Time in seconds before timeout at which Slurm sends a USR1 signal to the job (see --signal of sbatch). If not set, no signal is sent.

See example Get Signal Before Timeout on Slurm.

extra_submission_options : list[str]¶

List of additional options for sbatch. Can be used if a specific setting is needed which is not already covered by the options above. Expects a list with arguments as they are passed to sbatch, for example:

extra_submission_options = ["--gpu-freq=high", "--begin=2010-01-20T12:34:00"]

Note

There are currently no options to restrict the type of GPU. On the ML Cloud cluster of the University of Tübingen, this is currently done via the partitions. See https://portal.mlcloud.uni-tuebingen.de/user-guide/batch for a list of available partitions.

If needed, e.g. when using cluster_utils on a different Slurm cluster, missing options can always be provided via extra_submission_options.

Use Singularity/Apptainer Containers¶

Jobs can be executed inside Singularity/Apptainer [1] containers to give you full control over the environment, installed packages, etc. To enable containerisation of jobs, add a section singularity in the config file. This section can have the following parameters:

image¶

Required.

Path to the container image.

executable : str = "singularity"¶: Specify the executable that is used to run the container (mostly useful if you want to explicitly use Apptainer instead of Singularity in an environment where both are installed).

use_run : bool = false¶: Per default the container is run with singularity exec. Set this to true to use singularity run instead. This is only useful for images that use a wrapper run script that executes the given command (sometimes needed for some environment initialisation).

args : list[str] = []¶: List of additional arguments that are passed to singularity exec|run. Use this to set flags like --nv, --cleanenv, --contain, etc. if needed.

Example (in TOML):

[singularity]
image = "my_container.sif"
args = ["--nv", "--cleanenv"]

Specific for hp_optimization¶

num_best_jobs_whose_data_is_kept : int¶

Required.

Keep copies of the working directories of the given number of best jobs. They are stored in {results_dir}/best_jobs/.

kill_bad_jobs_early : bool = false¶: TODO

early_killing_params¶: TODO

optimizer_str¶

Required.

The optimisation method that is used to find good hyperparameters. Supported methods are

cem_metaoptimizer
nevergrad *
gridsearch

* To use nevergrad, the optional dependencies from the “nevergrad” group are needed, see Optional Dependencies.

optimizer_settings¶

Required.

Settings specific to the optimiser selected in optimizer_str. See Optimizer Settings.

optimization_setting¶

Required.

General settings for the optimisation (independent of the optimisation method). See General Optimisation Settings.

optimized_params¶

Required.

Defines the parameters that are optimised over. Expectes a list of dictionaries with each entry having the following elements:

param: Name of the parameter. Apparently can have object/attribute structure, e.g. “fn_args.x”.

distribution: Distribution that is used for sampling. Options are:

TruncatedNormal	Normal distribution using floats.
TruncatedLogNormal	Log-normal distribution using floats.
IntNormal	Normal distribution using integer values.
IntLogNormal	Log-normal distribution using integer values.
Discrete	Discrete list of values.

bounds: List [min_value, max_value]
options: List of possible values (used instead of bounds for “Discrete” distribution).

_ _ _ _ _ _ _

### [Short exercise A]
What is the default executable for running the container, according to the cluster_utils configuration text?
### [Short exercise B]
Carry the cluster_utils configuration text forward from its last line.
You won't need the lines that come after the cluster_utils configuration text.

_ _ _ _ _ _ _

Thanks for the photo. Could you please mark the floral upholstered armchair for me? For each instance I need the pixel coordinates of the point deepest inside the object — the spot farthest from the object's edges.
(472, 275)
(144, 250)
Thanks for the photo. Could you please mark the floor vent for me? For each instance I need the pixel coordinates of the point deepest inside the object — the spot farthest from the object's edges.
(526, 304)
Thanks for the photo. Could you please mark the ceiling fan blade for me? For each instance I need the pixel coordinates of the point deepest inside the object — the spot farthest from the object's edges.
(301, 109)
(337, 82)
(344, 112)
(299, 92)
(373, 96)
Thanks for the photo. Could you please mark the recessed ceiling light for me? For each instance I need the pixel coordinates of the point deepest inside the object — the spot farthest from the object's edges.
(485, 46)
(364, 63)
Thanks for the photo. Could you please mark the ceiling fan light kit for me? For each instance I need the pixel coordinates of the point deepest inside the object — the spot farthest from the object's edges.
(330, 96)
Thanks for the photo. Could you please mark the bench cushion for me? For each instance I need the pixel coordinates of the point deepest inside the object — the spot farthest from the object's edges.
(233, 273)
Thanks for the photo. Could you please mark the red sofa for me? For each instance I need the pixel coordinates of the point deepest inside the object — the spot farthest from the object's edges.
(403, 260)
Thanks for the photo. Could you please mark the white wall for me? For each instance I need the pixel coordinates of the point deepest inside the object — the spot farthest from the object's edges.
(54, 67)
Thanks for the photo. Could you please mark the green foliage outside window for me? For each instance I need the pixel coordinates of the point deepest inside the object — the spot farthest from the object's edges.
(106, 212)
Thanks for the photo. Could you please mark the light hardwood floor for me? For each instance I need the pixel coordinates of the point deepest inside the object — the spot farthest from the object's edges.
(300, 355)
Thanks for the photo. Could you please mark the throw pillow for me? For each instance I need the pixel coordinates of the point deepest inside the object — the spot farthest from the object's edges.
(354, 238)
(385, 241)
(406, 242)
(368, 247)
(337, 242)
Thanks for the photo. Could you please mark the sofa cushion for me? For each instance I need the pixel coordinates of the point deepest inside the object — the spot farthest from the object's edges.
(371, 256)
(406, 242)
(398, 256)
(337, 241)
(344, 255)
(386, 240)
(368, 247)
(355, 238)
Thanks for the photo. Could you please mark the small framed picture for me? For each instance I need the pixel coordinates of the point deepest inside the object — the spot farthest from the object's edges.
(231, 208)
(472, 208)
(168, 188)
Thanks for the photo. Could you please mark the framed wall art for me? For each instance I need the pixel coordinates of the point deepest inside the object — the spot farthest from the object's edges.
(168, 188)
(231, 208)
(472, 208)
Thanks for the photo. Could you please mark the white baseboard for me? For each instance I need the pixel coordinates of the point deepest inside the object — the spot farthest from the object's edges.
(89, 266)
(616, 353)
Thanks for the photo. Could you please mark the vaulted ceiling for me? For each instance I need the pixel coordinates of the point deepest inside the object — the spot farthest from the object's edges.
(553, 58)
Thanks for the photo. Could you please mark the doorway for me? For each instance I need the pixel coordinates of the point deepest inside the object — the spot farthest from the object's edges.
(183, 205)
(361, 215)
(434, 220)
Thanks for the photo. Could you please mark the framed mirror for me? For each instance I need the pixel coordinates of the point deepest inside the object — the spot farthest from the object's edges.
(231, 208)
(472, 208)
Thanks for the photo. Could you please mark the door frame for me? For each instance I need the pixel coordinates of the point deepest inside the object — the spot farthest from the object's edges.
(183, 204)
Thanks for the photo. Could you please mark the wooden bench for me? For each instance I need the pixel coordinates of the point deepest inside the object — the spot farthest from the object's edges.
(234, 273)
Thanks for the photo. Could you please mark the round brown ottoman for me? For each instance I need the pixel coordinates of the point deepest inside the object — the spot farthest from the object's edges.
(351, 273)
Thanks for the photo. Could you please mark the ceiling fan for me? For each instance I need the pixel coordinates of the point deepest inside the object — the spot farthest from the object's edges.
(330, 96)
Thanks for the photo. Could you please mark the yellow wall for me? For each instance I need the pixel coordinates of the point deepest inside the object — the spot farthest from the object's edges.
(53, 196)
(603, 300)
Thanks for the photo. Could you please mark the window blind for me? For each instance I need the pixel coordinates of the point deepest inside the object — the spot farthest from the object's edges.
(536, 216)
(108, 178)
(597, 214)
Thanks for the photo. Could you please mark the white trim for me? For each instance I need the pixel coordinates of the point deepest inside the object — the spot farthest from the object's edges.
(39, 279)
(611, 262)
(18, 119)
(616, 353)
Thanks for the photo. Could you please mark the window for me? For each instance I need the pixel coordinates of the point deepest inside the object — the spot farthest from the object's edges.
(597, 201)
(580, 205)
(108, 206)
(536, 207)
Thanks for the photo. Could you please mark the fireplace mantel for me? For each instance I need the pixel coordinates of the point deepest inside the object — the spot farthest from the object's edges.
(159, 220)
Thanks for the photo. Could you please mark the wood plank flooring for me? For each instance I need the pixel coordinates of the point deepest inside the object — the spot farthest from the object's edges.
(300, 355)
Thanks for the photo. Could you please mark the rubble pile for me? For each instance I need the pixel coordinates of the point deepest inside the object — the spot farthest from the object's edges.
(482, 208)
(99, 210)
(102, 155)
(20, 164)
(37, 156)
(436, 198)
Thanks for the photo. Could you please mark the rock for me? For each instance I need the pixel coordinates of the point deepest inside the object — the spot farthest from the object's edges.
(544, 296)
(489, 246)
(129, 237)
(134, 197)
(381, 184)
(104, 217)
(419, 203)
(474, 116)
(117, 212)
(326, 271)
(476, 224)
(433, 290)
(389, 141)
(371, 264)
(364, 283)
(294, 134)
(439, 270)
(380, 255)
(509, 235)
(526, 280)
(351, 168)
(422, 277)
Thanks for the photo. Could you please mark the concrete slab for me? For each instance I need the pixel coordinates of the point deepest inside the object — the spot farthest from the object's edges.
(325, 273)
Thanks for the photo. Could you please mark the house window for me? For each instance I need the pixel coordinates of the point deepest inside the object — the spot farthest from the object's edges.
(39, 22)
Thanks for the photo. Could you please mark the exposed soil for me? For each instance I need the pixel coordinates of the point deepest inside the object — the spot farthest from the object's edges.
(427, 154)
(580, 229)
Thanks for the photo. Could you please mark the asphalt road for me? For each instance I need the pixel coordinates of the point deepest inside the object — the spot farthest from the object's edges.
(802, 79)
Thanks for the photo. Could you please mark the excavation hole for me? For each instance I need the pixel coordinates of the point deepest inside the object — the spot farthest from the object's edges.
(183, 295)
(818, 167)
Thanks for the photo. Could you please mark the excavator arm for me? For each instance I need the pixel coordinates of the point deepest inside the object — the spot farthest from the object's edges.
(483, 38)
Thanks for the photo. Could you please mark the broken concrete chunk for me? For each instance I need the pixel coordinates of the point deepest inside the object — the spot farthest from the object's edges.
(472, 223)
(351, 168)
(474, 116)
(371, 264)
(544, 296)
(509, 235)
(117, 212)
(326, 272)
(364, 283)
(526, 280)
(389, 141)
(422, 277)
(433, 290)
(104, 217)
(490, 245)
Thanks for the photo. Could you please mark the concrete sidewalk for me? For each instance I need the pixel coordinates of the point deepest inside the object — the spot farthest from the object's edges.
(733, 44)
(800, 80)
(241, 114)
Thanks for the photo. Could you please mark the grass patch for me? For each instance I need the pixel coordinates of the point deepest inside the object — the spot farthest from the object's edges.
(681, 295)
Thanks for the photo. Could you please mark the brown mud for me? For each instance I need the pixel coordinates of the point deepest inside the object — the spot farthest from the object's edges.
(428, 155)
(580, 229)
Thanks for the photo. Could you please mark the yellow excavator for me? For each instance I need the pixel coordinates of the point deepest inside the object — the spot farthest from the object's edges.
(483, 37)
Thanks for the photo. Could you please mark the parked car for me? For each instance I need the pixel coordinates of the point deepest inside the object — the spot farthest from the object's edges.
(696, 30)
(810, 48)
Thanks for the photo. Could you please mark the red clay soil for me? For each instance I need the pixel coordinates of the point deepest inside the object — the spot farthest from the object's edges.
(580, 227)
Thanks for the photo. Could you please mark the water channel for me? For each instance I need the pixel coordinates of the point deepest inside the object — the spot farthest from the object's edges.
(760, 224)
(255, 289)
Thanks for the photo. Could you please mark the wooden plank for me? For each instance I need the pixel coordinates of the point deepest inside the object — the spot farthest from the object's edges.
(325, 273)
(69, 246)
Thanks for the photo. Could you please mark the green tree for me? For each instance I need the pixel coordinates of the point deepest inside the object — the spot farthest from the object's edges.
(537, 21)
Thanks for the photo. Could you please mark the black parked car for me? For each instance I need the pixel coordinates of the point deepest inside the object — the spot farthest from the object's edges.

_ _ _ _ _ _ _

### [Written response A]
The default executable is "singularity".

### [Written response B]
Example (in TOML):

[[optimized_params]]
param = "fn_args.w"
distribution = "IntNormal"
bounds = [ -5, 5 ]

[[optimized_params]]
param = "fn_args.y"
distribution = "TruncatedLogNormal"
bounds = [ 0.01, 100.0 ]

[[optimized_params]]
param = "fn_args.sharp_penalty"
distribution = "Discrete"
options = [ false, true ]

General Optimisation Settings¶

The optimization_setting parameter defines the general optimisation settings (i.e. the ones independent of the optimisation method set in optimizer_str). A dictionary with the following values is expected:

metric_to_optimize : str¶

Required.

Name of the metric that is used for the optimisation. Has to match the name of one of the metrics that are saved with finalize_job().

minimize : bool¶

Required.

Specify whether the metric shall be minimized (true) or maximised (false).

number_of_samples : int¶

Required.

The total number of jobs that will be run.

n_jobs_per_iteration : int¶

Required.

The number of jobs submitted to the cluster concurrently, and also the number of finished jobs per report iteration.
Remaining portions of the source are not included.